INPUT DATA
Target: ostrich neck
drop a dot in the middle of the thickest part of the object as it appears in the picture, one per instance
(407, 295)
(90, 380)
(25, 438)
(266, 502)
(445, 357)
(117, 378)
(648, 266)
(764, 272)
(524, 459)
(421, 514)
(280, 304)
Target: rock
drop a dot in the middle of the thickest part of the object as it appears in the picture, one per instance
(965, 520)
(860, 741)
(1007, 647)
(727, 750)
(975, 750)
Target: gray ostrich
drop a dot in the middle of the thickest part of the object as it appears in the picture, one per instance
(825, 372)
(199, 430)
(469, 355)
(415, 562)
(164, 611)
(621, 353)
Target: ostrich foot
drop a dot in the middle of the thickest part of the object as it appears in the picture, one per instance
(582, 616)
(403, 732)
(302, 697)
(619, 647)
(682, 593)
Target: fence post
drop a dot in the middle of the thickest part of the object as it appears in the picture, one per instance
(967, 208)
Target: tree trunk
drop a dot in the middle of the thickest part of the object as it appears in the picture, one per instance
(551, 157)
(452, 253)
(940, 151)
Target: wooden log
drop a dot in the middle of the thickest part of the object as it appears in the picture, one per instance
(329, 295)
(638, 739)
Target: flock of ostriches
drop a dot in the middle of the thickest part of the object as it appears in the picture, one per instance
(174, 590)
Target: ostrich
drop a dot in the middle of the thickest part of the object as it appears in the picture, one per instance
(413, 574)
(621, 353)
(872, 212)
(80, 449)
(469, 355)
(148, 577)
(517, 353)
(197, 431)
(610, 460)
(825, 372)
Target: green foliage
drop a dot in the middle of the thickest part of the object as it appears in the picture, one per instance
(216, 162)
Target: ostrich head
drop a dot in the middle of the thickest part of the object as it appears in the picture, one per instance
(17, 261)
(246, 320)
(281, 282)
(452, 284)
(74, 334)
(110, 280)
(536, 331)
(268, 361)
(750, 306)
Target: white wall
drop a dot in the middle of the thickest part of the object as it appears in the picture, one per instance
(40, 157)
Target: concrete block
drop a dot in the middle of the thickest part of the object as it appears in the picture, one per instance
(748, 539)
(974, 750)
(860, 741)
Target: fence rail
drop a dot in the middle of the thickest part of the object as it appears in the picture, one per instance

DIRECTION
Restate the whole listing exactly.

COMPLETE RESPONSE
Target: ostrich neck
drop a dot in the middle of the thickest part of the object as it appears in the picture, one per instance
(407, 295)
(90, 380)
(25, 438)
(266, 502)
(445, 357)
(117, 378)
(648, 266)
(764, 272)
(524, 459)
(421, 514)
(280, 304)
Target: rock
drop a dot in the middle of the thickest part of the object as it appears in the picture, one per instance
(965, 520)
(860, 741)
(1007, 647)
(727, 750)
(975, 750)
Target: gray ostrich
drop a dot in the middle of the thickest part of the object as it appears in the picture, one per instance
(825, 372)
(199, 430)
(469, 355)
(415, 562)
(164, 611)
(621, 353)
Target: ostrich foot
drop a dot in the middle of the thickest part of the object as it appears in the picture, one per instance
(582, 616)
(403, 732)
(302, 697)
(619, 647)
(682, 593)
Target: fence post
drop a dot in the middle of the thickest part of the object as it appears in the picture, one per instance
(967, 208)
Target: tree trunk
drop a dot in the middle of the thickest part of the object as it appears in the picture, one per instance
(551, 157)
(452, 253)
(940, 151)
Target: wooden log
drop a dot in the middle of the thickest part of the object as it appears in the picture, one per instance
(329, 295)
(638, 739)
Target: flock of ostriches
drop a dot in the middle of the thickest part of the object as it appears in the picture, one per instance
(174, 590)
Target: ostrich
drop a dot in the middle of the thickest part of the object as it appears in the picture, one per instance
(413, 574)
(621, 353)
(872, 212)
(80, 449)
(469, 355)
(148, 577)
(517, 353)
(197, 431)
(610, 460)
(825, 372)
Target: green foliage
drop a dot in the middle of the thickest part of the object as it appears in the picture, one per instance
(216, 162)
Target: ostrich head
drop a dot in the middle of the thickest part of the object as it appears in the picture, one per instance
(17, 261)
(246, 320)
(281, 282)
(452, 284)
(74, 334)
(110, 280)
(536, 331)
(268, 361)
(750, 306)
Target: white wall
drop a dot in the middle of the thickest part of the object as it appears in the picture, one per instance
(40, 157)
Target: concrete block
drop a dot in the middle of the thickest part of the object as it appears in the picture, one per instance
(748, 539)
(974, 750)
(860, 741)
Target: fence rail
drop a dot in the middle of the thickest part of the object as it appears in the picture, one per instance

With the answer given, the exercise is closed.